Task instructions :: Copy the listing below line for line, changing nothing, but leave the picture out of your copy.

Supplied material ::
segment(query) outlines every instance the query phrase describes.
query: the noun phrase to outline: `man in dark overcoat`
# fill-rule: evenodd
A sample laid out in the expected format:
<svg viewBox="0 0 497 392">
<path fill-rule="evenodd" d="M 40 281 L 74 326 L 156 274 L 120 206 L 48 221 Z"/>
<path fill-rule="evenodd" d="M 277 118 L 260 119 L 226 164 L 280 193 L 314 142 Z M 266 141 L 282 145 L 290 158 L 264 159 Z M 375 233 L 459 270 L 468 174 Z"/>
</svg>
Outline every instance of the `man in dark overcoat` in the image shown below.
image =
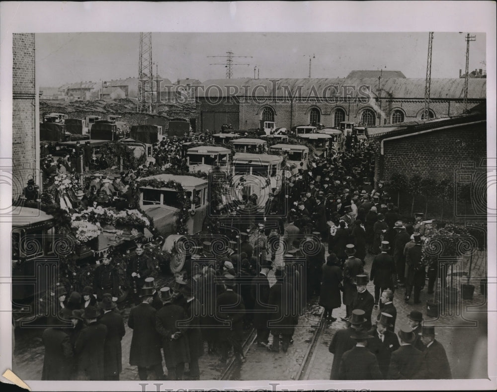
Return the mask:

Response ::
segment(query) outlines every instance the query phrase describes.
query: the noun phrase to outline: `man in dark overcoat`
# fill-rule: evenodd
A sample laid out in the expected format:
<svg viewBox="0 0 497 392">
<path fill-rule="evenodd" d="M 40 281 L 74 326 L 156 274 L 120 206 L 48 221 Z"/>
<path fill-rule="evenodd" d="M 277 118 L 260 119 L 226 164 L 280 193 L 314 142 Z M 266 141 L 282 145 L 290 158 L 264 159 Z M 375 233 L 459 270 L 468 174 Z"/>
</svg>
Outline every instance of the `man in dark overcoat` in the image shown below.
image =
Return the mask:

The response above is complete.